Job: Write out all of the records precisely. Skip anything that is a picture.
Start Stored rows
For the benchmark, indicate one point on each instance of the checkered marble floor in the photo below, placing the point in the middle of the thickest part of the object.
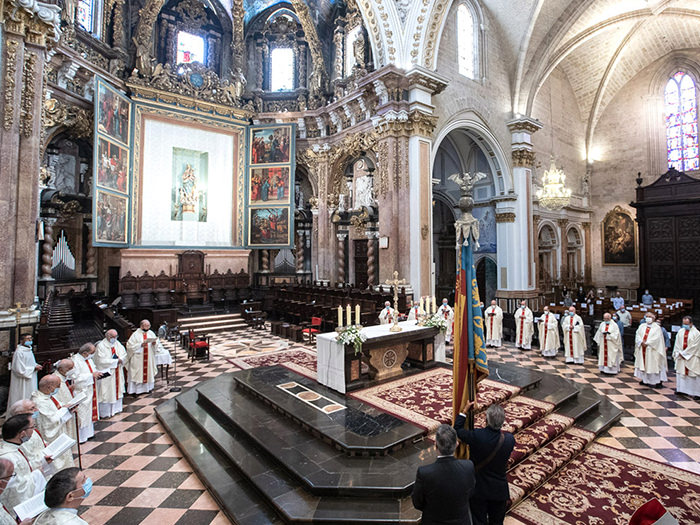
(141, 477)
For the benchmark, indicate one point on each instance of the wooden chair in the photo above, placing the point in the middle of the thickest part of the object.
(312, 328)
(198, 346)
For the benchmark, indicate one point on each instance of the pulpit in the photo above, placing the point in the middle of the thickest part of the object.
(384, 351)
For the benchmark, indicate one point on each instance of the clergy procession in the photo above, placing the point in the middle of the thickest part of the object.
(48, 419)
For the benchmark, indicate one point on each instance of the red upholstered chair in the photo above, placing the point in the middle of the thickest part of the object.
(313, 328)
(199, 346)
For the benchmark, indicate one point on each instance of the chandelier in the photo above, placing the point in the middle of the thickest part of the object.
(554, 194)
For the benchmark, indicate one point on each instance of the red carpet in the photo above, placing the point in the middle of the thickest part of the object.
(425, 399)
(301, 361)
(606, 485)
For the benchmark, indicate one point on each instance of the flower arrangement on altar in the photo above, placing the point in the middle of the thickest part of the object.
(438, 321)
(351, 335)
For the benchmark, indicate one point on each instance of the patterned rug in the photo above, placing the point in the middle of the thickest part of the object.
(606, 485)
(298, 360)
(425, 399)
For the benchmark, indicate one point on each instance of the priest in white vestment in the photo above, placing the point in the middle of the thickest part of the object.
(34, 447)
(650, 353)
(609, 343)
(86, 375)
(548, 332)
(524, 327)
(110, 356)
(493, 317)
(448, 314)
(27, 482)
(53, 418)
(574, 337)
(686, 353)
(23, 378)
(386, 316)
(64, 369)
(141, 359)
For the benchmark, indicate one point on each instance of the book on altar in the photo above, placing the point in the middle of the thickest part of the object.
(31, 508)
(76, 400)
(58, 446)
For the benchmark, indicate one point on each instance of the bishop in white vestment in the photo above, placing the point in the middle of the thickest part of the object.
(110, 356)
(574, 337)
(524, 327)
(650, 353)
(141, 360)
(23, 378)
(448, 314)
(493, 317)
(548, 332)
(86, 375)
(686, 353)
(609, 344)
(52, 418)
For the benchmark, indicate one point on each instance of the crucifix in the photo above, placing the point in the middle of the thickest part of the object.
(395, 283)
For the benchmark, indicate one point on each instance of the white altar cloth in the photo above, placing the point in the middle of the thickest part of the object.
(330, 354)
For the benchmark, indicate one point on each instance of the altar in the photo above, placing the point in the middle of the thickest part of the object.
(384, 351)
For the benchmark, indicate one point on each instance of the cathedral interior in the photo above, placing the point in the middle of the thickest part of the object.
(252, 162)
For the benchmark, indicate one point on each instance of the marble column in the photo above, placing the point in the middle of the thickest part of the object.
(563, 259)
(26, 28)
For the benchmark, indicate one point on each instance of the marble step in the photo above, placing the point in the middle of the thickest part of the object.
(352, 426)
(282, 491)
(239, 500)
(322, 468)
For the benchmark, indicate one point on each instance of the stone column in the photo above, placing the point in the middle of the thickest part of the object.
(520, 267)
(587, 279)
(563, 259)
(340, 256)
(26, 28)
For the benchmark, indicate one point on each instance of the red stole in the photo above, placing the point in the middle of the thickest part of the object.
(94, 394)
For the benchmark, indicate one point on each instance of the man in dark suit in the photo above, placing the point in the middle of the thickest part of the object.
(442, 490)
(489, 449)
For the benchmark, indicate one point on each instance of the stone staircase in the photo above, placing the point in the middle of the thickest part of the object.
(275, 447)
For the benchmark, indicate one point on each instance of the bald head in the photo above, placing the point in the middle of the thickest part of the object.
(24, 406)
(49, 383)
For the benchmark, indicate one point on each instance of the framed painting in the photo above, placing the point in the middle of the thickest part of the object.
(269, 185)
(268, 227)
(111, 218)
(270, 145)
(112, 113)
(112, 166)
(619, 237)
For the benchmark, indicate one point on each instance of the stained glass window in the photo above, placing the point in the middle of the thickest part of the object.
(465, 41)
(190, 48)
(681, 110)
(282, 69)
(86, 15)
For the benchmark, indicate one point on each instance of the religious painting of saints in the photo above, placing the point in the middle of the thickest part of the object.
(270, 145)
(269, 185)
(619, 236)
(112, 166)
(113, 112)
(189, 192)
(111, 218)
(268, 227)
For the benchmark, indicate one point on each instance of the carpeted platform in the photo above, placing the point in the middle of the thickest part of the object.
(606, 485)
(299, 360)
(425, 399)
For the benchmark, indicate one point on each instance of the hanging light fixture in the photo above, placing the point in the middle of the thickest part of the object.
(554, 194)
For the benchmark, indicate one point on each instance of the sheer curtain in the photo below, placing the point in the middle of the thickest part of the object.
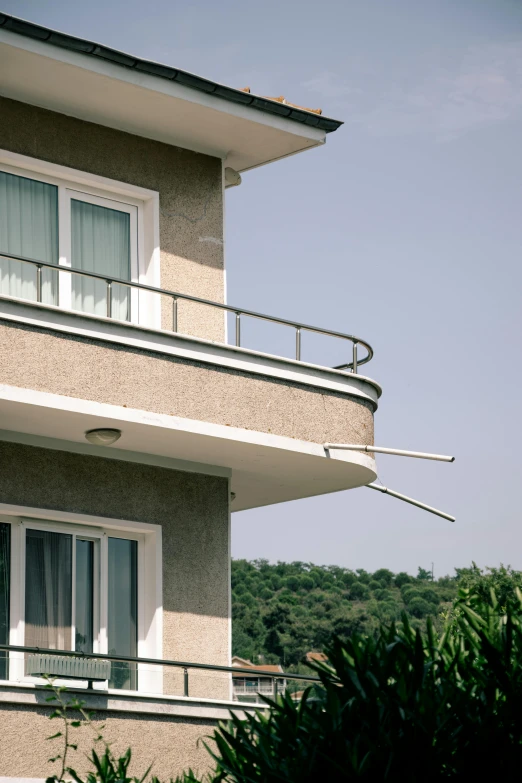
(101, 244)
(48, 590)
(5, 551)
(28, 227)
(84, 635)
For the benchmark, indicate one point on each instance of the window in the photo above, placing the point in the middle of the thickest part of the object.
(46, 216)
(92, 589)
(5, 563)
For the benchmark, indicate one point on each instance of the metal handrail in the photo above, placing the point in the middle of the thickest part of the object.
(185, 665)
(174, 295)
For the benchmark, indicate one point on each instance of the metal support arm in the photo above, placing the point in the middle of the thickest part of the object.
(413, 502)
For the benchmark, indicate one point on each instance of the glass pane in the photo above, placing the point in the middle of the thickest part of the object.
(28, 227)
(123, 610)
(48, 590)
(84, 596)
(100, 244)
(5, 563)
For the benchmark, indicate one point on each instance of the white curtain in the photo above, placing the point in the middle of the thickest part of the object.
(28, 227)
(100, 244)
(48, 590)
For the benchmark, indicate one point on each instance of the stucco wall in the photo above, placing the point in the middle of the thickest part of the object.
(189, 184)
(38, 359)
(193, 512)
(170, 744)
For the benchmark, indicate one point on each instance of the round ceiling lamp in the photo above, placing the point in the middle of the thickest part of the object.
(103, 437)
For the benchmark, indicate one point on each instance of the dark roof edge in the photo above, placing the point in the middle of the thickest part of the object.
(56, 38)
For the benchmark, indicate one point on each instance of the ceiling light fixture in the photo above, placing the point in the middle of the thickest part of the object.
(103, 437)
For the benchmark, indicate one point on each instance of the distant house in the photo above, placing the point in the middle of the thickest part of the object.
(249, 687)
(134, 419)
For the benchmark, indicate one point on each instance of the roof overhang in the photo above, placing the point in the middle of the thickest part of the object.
(245, 131)
(263, 468)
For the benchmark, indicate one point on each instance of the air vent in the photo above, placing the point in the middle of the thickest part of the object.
(68, 667)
End Stored rows
Reply:
For the benchmark, indicate one point on each instance of the checkered marble floor in the photo below, placing the point in the middle of the thickest part of the object.
(141, 477)
For the benchmark, indicate one point on each instance of the wooden chair in the photo above, placing the point in the middle of the thickest part of the object.
(312, 328)
(198, 346)
For the benchmark, indicate one point on each instance of the pulpit in the photo above, placing the point in the middle of the thickest part of the object.
(384, 351)
For the benchmark, indicate one point on each instance of the clergy procession in the photo above, placing the point in the middle of the thickest part of the object.
(48, 419)
For the benchmark, indicate one point on each instance of the red upholstered chair in the photo above, placing the point in the middle of the thickest part of the object.
(313, 328)
(199, 346)
For the benchmark, indicate one point on each instance of the chandelier in the photo above, placing the point in the middle of the thickest part of the object.
(554, 194)
For the benchmark, indicate one point on each instance of the red carpet in the photo above, placing the point in the middle of the thickest part of the object.
(425, 399)
(301, 361)
(606, 485)
For the benchmark, indicate one point on each instance of the flower arrangement on altar in the photo above, placing the point in the middle of the thickest part of the object.
(438, 321)
(351, 335)
For the benchmark, indicate one point on each instance of the patterned rug in the photo above, placing the point in the middle of the thickest part of the object.
(606, 485)
(298, 360)
(425, 399)
For the benchmark, indicate one point on each instance of the priest in white vestment in the photo above, placing the point in the middle of the thickest part of the object.
(34, 447)
(650, 353)
(609, 343)
(86, 375)
(548, 332)
(524, 327)
(110, 356)
(493, 317)
(448, 314)
(27, 482)
(53, 418)
(574, 337)
(686, 353)
(23, 378)
(386, 316)
(64, 369)
(141, 359)
For the benchmark, indicate one point on each instance of the book on altar in the photo above, placing the point in the middle of the thickest part of the object.
(31, 508)
(76, 400)
(58, 446)
For the benchmark, indicate one point on each instance of the bishop in white vestment in the photo above, placing the point in the middle of the thickest part of the object.
(110, 356)
(574, 337)
(524, 327)
(650, 353)
(141, 360)
(23, 378)
(448, 314)
(493, 317)
(548, 332)
(86, 375)
(686, 353)
(609, 344)
(52, 418)
For the benchmark, indicate one point on each instance of the crucifix in the photo above, placing the point in the middle of the thickest part of the object.
(395, 283)
For the benchmark, indicate one point on each instance of the white altar cloth in the photo above, placing the point in the middle of the thickest part of the object.
(330, 354)
For the benchmark, indicate one point on each instance of the altar in the photo above, placing the point in the middle of the thickest part of the object.
(384, 351)
For the benchmark, indicate one point on each instance of the cathedral interior in the photo above, placing the point in the middle of the thickest part of the object.
(252, 162)
For the benchmark, indicate one point on each instance of the marble column in the photo above, placing the point in the middle of the thickest part of the object.
(563, 259)
(26, 28)
For the benchmark, indicate one point on each instance of the marble step in the photo above, placing the point in the middle of the thickest part of the object.
(352, 426)
(282, 491)
(239, 500)
(322, 468)
For the benchmark, indicate one point on each instance of the stone column in the photo above, placing the point in the middle of the thickest part of the object.
(520, 267)
(587, 279)
(563, 259)
(340, 256)
(26, 28)
For the benchmark, indicate one point on each instance of the red stole in the photo above, placing the point in the middle of the thickest part of the object.
(94, 394)
For the benchmark, indicate one point on each instance of the man in dark suit in the photo above, placing the point in the middle of the thickest part of the object.
(442, 490)
(489, 449)
For the benchmark, indicate one point on each instance of the stone staircase in the photo above, placing the point in the middle of the thickest part of the object.
(275, 447)
For the benchmark, indicate one point on each instance of the bald head in the photo above, placing the point in the middle of the thickest part of the object.
(24, 406)
(49, 383)
For the benchmark, indicate one point on each instance of the framed painting in the photo above, placing the point in the middle of the thickest part of the object.
(269, 185)
(268, 227)
(111, 218)
(270, 145)
(112, 113)
(112, 166)
(619, 237)
For the benchmark, indicate one point on each instance of the stained glass window in the photo above, placing the point in the middle of the thickest part of the object.
(465, 41)
(190, 48)
(681, 110)
(282, 69)
(86, 15)
For the benchmark, indicate one point on each instance of the religious painting of saints in the photo above, placing the point in the middle of the thickest part of the object.
(270, 145)
(269, 185)
(619, 236)
(112, 166)
(113, 112)
(189, 192)
(111, 218)
(268, 227)
For the benchmark, indicate one point on each instance of the carpeted platform in the photo above, placing the point in the middle of the thickest part of the object.
(606, 485)
(299, 360)
(425, 399)
For the benchmark, indicate one point on each instance of the hanging light fixture in the photo above, placing the point in the middle of the thickest part of the object.
(554, 194)
For the benchmark, indicate one point on each instance of the sheer curtain in the photo below, placing the point in the middle of the thickest part of the object.
(101, 244)
(48, 590)
(5, 551)
(28, 227)
(84, 635)
For the benchmark, indicate one point on each instance of the window in the photo above, placing the point in the middle of the thickest part of the object.
(46, 216)
(92, 589)
(5, 563)
For the benchmark, indicate one point on each instance of the metal handrail in the photo above, placing the point in the middle of the thickest part of the object.
(185, 665)
(174, 295)
For the benchmark, indicate one point on each instance of the metal support arm in the photo above, placing the point in the middle of the thickest part of the object.
(413, 502)
For the benchmark, indicate one point on each instance of the glass pane in the photo above, placing the point in the middle of the thickest part of the object.
(28, 227)
(123, 610)
(48, 590)
(84, 596)
(100, 244)
(5, 563)
For the benchmark, indicate one point on each instance of the white curtain in the photo above, placing the point in the middle of the thickest part of the object.
(28, 227)
(100, 244)
(48, 590)
For the benchmark, indicate one point on each instance of the stucco wall in the photo above, placing the point in the middle of the thickest part of the object.
(189, 184)
(38, 359)
(193, 512)
(170, 744)
For the benchmark, indicate one point on each instance of the round ceiling lamp in the photo above, placing the point in the middle of the thickest part of the object.
(103, 437)
For the benchmark, indicate one point on each instance of the dark roof edge in the photo above, placing the point in the middle of the thickest part of the object.
(56, 38)
For the benchmark, indicate one point on each instance of the ceiling light fixture in the photo above, placing the point in the middle of the thickest part of the object.
(103, 437)
For the benchmark, indicate one point on each instance of the distant house in the photo above, placing the point in the middle of the thickest part of the object.
(249, 687)
(134, 419)
For the benchmark, indicate one point on each instance of the roof overhang in the photo above, placing the point in the middle of the thickest part of the object.
(245, 131)
(263, 468)
For the benchmark, indicate one point on each instance of the air vent in the photo above, placing the point in the middle of the thickest part of the object.
(68, 667)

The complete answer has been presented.